» **BRIEF**
Copy out the records below, switching every "drop a marker" for "place a pin" and keeping everything else the same.

━━━━━ RECORDED INFORMATION ━━━━━

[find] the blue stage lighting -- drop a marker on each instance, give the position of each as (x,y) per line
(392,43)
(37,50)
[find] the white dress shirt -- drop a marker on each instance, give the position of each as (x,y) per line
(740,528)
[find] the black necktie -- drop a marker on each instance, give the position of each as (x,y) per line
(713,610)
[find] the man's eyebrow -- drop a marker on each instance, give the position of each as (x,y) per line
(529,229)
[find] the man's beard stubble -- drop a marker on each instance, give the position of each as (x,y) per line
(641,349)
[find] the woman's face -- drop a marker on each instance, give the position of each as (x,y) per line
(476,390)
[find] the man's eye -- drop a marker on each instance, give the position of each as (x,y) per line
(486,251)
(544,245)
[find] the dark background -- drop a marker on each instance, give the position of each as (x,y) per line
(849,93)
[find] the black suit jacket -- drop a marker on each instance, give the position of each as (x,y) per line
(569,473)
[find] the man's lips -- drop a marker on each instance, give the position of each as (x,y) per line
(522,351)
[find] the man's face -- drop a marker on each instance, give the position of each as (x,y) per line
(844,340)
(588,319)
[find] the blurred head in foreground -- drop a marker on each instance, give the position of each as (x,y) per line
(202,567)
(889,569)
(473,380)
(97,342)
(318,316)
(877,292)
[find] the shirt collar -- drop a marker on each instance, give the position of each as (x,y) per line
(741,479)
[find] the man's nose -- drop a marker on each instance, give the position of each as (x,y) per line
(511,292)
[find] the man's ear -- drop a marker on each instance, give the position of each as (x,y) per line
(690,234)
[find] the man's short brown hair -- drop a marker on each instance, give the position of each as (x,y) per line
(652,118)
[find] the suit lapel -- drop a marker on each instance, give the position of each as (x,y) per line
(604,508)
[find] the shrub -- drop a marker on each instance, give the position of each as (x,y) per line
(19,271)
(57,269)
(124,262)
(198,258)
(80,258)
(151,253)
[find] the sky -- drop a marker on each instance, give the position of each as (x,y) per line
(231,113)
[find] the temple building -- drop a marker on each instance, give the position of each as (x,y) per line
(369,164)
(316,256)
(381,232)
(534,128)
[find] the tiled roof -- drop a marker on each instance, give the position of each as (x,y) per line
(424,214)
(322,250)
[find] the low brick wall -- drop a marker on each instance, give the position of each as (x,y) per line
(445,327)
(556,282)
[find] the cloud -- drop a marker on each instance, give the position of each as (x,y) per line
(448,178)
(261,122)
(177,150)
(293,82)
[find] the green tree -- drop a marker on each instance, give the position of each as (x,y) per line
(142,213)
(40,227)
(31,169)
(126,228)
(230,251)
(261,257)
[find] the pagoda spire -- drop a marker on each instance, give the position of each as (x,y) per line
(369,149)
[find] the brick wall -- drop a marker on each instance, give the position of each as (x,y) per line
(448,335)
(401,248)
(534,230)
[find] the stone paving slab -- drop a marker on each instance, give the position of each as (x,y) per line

━━━━━

» **WRITTEN REPLY**
[find] the blue stage lighting -- place a pin on each instance, give the position of each as (x,y) per line
(392,43)
(37,50)
[find] the white dress shirt -- place a pin on each instance, give the position of each as (x,y) per line
(740,528)
[find] the black necktie -- place a pin on each instance, give the position of each as (x,y) per line
(713,610)
[find] the man's eyebrow -- place a pin on each instance, give the position of each as (x,y) per line
(529,229)
[find] the man's beard stubble -- place a pin on each instance, give the position of each as (x,y) per line
(641,349)
[find] the woman's face -- place a pin on each instance, give the position of each as (x,y) per line
(476,390)
[find] the man's eye -- place a pin on each instance, give the position of each as (x,y) per line
(486,251)
(544,245)
[find] the dark background -- place a pin on each instance, give the position of each as (x,y) per line
(849,93)
[find] the black suit jacket -- place a pin on each instance, give the position of each as (x,y) per line
(569,473)
[find] the man's lips -- place a pin on each instance, give the position of each as (x,y) per line
(522,351)
[find] the man's face -- place a pin on each instance, give the position of each as (x,y) per line
(844,340)
(588,319)
[find] the blurred head in foreground -- place a pin on each instance, give the position of each as (x,y) per line
(202,567)
(889,569)
(473,380)
(97,342)
(318,316)
(877,292)
[find] the shirt collar -- place a pin on each instance, give the position of each as (x,y) per line
(741,479)
[find] the man's nose -- place a pin on each instance, give the position of each as (x,y) per line
(511,292)
[find] the man's ear -- place a pin on each instance, give the position of each as (x,y) per line
(690,234)
[find] the man's short brown hair -- place a pin on each instance, give the position of each as (x,y) per line
(652,118)
[find] the suit lapel -- place a pin on each instance, give the position of each as (x,y) per line
(604,508)
[find] the shrub -- place a pin on each instance, give the position of each as (x,y) per line
(19,271)
(57,269)
(124,262)
(198,258)
(80,258)
(151,253)
[find] the sky -- place a pin on each instance, give the position of each as (x,y) per line
(231,113)
[find] the temple building -- place a pin on each instance, give the position of each as (x,y) per line
(369,164)
(316,256)
(381,232)
(534,128)
[find] the tiled roof -- place a pin on each instance, give the position of each as (x,y) per line
(424,214)
(322,250)
[find] the low brick wall -- place a pin on each instance, give the position of each as (x,y) per line
(445,327)
(556,282)
[find] the cloud -- place a pin on each instance, give the position of each as (x,y) per line
(448,178)
(261,122)
(177,150)
(293,82)
[find] the green tree -- place a pin on each instance, give the position of each as (x,y) per line
(142,213)
(40,227)
(31,169)
(126,228)
(230,251)
(261,257)
[find] the pagoda spire -- place a pin on each instance, give the position of each as (x,y) per line
(369,149)
[find] the brick wall -- place a pin on each instance, give the position of each as (x,y) per line
(448,335)
(401,248)
(534,230)
[find] the stone paving slab -- place a pin on each instance, give the position of each as (x,y) per line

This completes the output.